**READING PASSAGE**
CALGARY, AB, June 2, 2011/ Troy Media/ – With over 600 million users, it’s no wonder marketers want to run promotions on Facebook. Giveaways, photo contests, coupons, and sweepstakes – everyone is excited to generate buzz on Facebook through classic promotional means.

Trouble is, Facebook pretty much forbids it.

Use the apps for your contest

Fret not, though, dear marketeers, there is a way to safely launch your uber-viral over the top super-duper call-before-midnight-tonight giveaway. It hinges on the use of Facebook applications instead of Facebook’s “native functionality” (meaning the stuff Facebook does out of the box.)

As practically everyone now knows, Facebook makes it easy to share text, photos and videos, even on business pages, and to like, comment and share those content items. So the natural inclination of your average marketer is to say, “Hey folks, upload your photos to our Facebook wall to win,” essentially using Facebook’s wall function as the entry form for a draw.

Facebook’s lawyers want no part of this. Even offline, sweepstakes and contest legislation varies from state to state, province to province. Imagine the lawsuits that Facebook might endure if Joe Contestant swears he uploaded his photo to the wall before midnight but “there was a glitch.” Joe Contestant’s lawyer is going to want to squeeze the dream home that was on the line out of Facebook, no doubt blaming them for the breakdown in the contest entry process.

No way, says Facebook.

Over the past year or so, Facebook has repeatedly changed their promotions guidelines baffling almost everyone in the doing. Most contests running on Facebook are in violation of the terms and the contest/page owners run the risk of being booted off Facebook, not exactly the prize they were looking for.

Read the rules for yourself, but the short version is, your contest must run in a Facebook app, not using out of the box Facebook features. In other words, no enter to win by post, like, share or comment is allowed. The contest must run outside Facebook but, by using an app, it can be visible inside Facebook.

**PROBLEM STATEMENT**
Turn the paragraph of the Facebook contest article that opens with "Read the rules for yourself" into a short bulleted list of its main points. The data after this point comes from a separate source, unrelated to the Facebook contest article.

**DATA FOR REVIEW**
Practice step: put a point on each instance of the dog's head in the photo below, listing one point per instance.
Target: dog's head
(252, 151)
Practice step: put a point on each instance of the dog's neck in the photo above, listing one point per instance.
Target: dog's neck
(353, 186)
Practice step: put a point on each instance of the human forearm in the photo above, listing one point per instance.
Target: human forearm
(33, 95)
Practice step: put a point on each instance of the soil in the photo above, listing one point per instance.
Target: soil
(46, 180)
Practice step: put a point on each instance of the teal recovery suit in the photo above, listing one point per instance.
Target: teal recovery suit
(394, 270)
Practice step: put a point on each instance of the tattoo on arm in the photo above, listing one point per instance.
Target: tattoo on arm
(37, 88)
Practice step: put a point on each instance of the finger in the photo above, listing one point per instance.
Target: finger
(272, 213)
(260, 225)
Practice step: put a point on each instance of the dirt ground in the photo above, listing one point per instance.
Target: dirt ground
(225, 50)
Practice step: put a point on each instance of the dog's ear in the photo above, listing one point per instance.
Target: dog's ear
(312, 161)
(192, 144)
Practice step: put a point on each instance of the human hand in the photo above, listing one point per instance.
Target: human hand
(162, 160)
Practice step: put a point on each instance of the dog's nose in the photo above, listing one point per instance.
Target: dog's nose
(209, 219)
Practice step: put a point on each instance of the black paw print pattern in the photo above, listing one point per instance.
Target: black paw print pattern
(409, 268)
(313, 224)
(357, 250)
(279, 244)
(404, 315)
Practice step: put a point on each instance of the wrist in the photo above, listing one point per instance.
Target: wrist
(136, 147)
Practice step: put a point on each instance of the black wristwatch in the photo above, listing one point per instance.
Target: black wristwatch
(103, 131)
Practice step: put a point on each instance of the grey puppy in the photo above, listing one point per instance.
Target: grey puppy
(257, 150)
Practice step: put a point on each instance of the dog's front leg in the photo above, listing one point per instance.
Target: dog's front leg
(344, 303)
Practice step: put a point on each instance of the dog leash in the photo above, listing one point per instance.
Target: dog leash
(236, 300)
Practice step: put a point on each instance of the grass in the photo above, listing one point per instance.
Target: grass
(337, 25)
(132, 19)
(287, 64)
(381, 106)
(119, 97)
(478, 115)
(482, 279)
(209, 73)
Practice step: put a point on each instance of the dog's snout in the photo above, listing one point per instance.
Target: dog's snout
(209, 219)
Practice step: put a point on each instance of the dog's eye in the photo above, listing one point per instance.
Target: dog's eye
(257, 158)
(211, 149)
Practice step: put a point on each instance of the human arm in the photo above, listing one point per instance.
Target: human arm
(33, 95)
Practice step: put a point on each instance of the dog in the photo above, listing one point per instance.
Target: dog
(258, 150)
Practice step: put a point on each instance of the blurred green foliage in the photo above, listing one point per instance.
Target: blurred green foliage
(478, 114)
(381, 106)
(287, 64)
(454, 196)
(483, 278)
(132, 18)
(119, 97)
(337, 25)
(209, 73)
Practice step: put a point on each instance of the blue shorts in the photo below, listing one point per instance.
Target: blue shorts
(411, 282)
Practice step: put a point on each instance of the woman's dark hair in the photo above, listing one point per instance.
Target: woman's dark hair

**EXERCISE ANSWER**
- A contest must run in a Facebook app, not through Facebook's built-in features.
- Entry by posting, liking, sharing or commenting is not allowed.
- The contest runs outside Facebook but can be visible inside it through an app.